■ TASK DIRECTIONS:
Edit the part of the entries that opens with the line containing "Locate the beige wall;" and closes with the line containing "pixel 86 231" by replacing "Query" with "Prompt" and leaving everything else unchanged. Return only those edited lines.

Point placement entries:
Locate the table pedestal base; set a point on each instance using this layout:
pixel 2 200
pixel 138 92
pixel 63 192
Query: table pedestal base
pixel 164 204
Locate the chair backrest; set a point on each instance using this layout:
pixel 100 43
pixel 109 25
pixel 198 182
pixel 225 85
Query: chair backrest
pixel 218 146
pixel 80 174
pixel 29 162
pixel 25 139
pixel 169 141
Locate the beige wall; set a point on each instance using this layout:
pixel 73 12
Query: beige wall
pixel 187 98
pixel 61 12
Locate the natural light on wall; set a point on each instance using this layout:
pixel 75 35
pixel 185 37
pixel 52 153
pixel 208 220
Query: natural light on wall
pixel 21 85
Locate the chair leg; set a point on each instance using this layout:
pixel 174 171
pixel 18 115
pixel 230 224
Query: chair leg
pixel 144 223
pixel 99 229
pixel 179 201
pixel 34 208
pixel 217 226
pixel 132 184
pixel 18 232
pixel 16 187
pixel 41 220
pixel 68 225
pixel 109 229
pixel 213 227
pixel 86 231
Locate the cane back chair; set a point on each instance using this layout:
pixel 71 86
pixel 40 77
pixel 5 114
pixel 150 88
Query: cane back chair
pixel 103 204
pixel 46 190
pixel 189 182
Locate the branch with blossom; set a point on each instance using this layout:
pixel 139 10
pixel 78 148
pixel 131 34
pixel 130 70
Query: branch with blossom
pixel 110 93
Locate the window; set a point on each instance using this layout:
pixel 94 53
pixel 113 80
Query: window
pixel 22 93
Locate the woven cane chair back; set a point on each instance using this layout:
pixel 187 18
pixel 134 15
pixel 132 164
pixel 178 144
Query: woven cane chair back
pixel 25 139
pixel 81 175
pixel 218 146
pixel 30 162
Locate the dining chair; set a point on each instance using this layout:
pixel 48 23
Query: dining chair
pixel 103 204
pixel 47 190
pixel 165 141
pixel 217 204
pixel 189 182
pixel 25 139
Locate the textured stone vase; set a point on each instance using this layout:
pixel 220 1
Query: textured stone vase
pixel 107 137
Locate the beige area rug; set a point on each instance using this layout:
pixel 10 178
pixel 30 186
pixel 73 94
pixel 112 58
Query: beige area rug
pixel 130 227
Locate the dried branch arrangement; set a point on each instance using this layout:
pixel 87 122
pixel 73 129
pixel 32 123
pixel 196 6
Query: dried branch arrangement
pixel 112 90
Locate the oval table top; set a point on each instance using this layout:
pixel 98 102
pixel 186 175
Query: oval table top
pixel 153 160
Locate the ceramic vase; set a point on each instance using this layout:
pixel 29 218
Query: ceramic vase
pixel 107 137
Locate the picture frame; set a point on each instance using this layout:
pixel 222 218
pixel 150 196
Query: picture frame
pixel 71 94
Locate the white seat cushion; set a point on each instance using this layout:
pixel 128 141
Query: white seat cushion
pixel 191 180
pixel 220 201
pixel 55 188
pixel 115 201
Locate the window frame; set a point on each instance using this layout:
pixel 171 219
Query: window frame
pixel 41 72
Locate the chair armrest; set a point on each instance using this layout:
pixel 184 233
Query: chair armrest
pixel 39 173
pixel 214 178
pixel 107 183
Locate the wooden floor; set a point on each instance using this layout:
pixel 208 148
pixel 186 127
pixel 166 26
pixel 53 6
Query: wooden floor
* * *
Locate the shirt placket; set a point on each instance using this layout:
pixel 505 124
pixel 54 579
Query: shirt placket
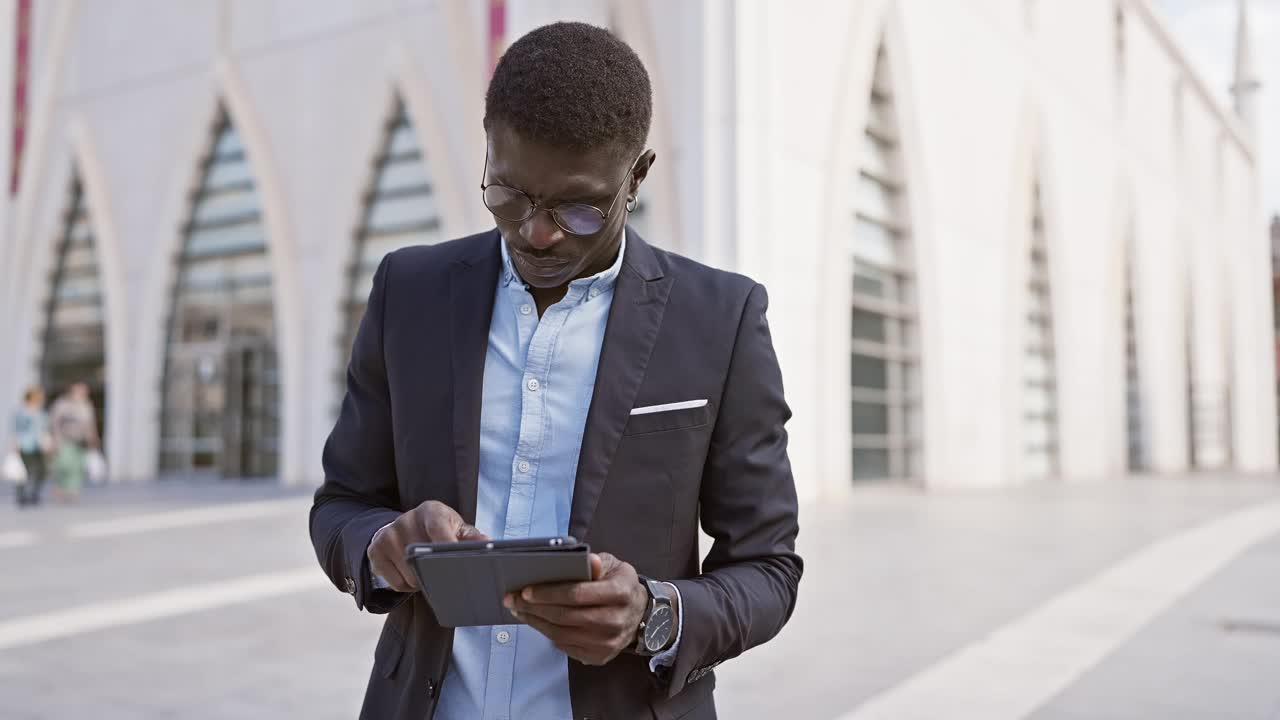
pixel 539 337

■ SOLUTION TO THIS EXERCISE:
Locate the beige wall; set a point on each instance using this layout:
pixel 73 12
Prompt: beige wall
pixel 187 98
pixel 61 12
Locate the natural light on wall; set a point on each instance using this layout:
pixel 75 35
pixel 185 37
pixel 52 153
pixel 208 220
Prompt: natural light on wall
pixel 21 85
Locate the chair leg; set a point on each instance using this layout:
pixel 174 171
pixel 18 115
pixel 230 224
Prompt: chair leg
pixel 144 223
pixel 99 229
pixel 179 201
pixel 34 208
pixel 217 226
pixel 132 184
pixel 18 232
pixel 16 187
pixel 41 220
pixel 68 225
pixel 109 229
pixel 213 227
pixel 86 231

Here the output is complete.